PASSAGE SHOWN below:

A review on a Monday? When you know I have my own story to tell? You’ll have to come back Wednesday to find out why the sky is falling.
Grace Graham has more problems than most people I know. A young single mother living in California, far from her family, she struggles to make the right decisions for her four-year-old son. Her first decision had been not to vaccinate Dylan, because her friend and employer’s son had become autistic within days of his MMR (measles, mumps, and rubella) shot as a toddler, and she’d found a lot of information on the internet that corroborated the story.
Another of Grace’s problems is running when things get tough. As the story opens, her sister Jana throws down the gauntlet, challenging Grace to come home and take care of their father following his knee surgery. Jana has been doing all the daughter stuff, and her baby, Hannah Rose (**waves to my own daughter Hanna Rose!**), has not been sleeping well due to chronic ear infections. Jana is at her wit’s end and demands some help back home in Tennessee.
Grace goes. Things have been nasty in California. She’d broken off with her fiance, and her employer was hitting a rough spot, and it just seems easier to go back home than stay and deal with things, even though she’s never gotten along with her dad. In fact, she blames him for her mother’s death.

End of PASSAGE SHOWN.
DATASET CONTENT below:

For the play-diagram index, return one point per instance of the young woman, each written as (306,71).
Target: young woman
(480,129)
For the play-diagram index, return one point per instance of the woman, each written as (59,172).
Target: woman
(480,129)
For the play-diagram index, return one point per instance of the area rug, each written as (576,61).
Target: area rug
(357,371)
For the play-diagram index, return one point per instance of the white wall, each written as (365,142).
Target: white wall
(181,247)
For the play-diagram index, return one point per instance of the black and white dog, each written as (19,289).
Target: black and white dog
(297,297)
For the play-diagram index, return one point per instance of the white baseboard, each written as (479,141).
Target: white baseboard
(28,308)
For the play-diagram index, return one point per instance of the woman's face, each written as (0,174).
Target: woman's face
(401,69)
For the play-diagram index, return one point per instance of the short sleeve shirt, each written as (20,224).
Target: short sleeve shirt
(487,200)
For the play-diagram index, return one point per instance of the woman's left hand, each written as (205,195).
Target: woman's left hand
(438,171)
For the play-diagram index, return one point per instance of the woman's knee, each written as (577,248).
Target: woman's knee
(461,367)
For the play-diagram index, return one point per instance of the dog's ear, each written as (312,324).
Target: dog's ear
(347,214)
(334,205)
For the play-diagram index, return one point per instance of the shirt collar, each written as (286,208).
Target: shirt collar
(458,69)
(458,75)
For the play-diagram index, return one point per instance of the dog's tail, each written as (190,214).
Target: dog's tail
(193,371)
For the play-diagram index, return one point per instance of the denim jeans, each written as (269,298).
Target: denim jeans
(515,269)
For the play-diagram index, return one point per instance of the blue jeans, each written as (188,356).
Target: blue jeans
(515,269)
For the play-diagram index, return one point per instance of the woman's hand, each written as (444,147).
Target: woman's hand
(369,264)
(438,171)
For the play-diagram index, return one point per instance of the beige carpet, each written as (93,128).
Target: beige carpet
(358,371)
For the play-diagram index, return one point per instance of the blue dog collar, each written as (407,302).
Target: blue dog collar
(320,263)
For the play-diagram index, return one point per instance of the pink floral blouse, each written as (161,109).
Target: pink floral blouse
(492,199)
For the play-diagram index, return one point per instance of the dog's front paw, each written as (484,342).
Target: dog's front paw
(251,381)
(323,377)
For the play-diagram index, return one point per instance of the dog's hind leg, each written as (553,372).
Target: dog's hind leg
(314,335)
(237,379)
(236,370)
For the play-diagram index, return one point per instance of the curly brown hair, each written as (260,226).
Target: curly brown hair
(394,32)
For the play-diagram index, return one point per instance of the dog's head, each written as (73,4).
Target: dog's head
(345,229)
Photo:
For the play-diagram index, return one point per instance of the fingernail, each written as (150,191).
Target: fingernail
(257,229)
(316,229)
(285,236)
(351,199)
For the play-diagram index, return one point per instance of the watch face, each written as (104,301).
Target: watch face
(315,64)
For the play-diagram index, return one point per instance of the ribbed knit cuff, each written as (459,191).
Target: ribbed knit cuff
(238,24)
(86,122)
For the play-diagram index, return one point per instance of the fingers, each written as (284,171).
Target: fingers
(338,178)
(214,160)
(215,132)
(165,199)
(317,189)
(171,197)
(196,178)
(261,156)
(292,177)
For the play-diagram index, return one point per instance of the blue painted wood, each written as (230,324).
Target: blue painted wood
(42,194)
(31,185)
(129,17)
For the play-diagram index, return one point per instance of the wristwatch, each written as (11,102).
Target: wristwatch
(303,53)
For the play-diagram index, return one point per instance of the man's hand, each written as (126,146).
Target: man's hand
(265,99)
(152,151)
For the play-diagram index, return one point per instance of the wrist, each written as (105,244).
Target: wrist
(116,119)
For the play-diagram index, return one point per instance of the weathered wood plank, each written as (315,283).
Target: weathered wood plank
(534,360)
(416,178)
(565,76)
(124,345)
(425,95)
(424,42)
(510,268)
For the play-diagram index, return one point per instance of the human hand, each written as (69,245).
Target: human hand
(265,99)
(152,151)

End of DATASET CONTENT.

PROBLEM 1: In the book review, what kind of surgery did Grace's father have?
PROBLEM 2: Pick up the book review where it stops and write the next part.
These lines have nothing to do with the book review.

WRITTEN REPLY 1: Knee surgery.

WRITTEN REPLY 2:
A few days after she and Dylan arrive in Tennessee, Dylan becomes ill, and it soon becomes apparent that he has the measles, which quickly spreads to Hannah Rose and other babies that had been in the church nursery the first Sunday Grace and Dylan had been home–babies too young to have been immunized, whatever decision their parents may have made about it.
In no time Grace is the object of much hatred as people blame her for the outbreak. Her decision not to have Dylan vaccinated is now affecting other families. Will Grace face up to her problems, or run away again?
I had a hard time liking Grace Graham through the first part of the book. She seemed to be a very narrow-minded person, and I was disappointed that practically the first heroine I’d seen that believed in organic foods and healthful living was coming across like some kind of extremist nutcase. It took awhile to get past that and thus reeled into the story.
If you’re looking for a fluffy read, Another Dawn is not the book for you. But I do appreciate that even though the book read, at times, like a who’s who of vaccination research wrapped up in a story, Cushman resisted the impulse to make a final judgment on the topic. What she did tie up was Grace’s inner journey to healing.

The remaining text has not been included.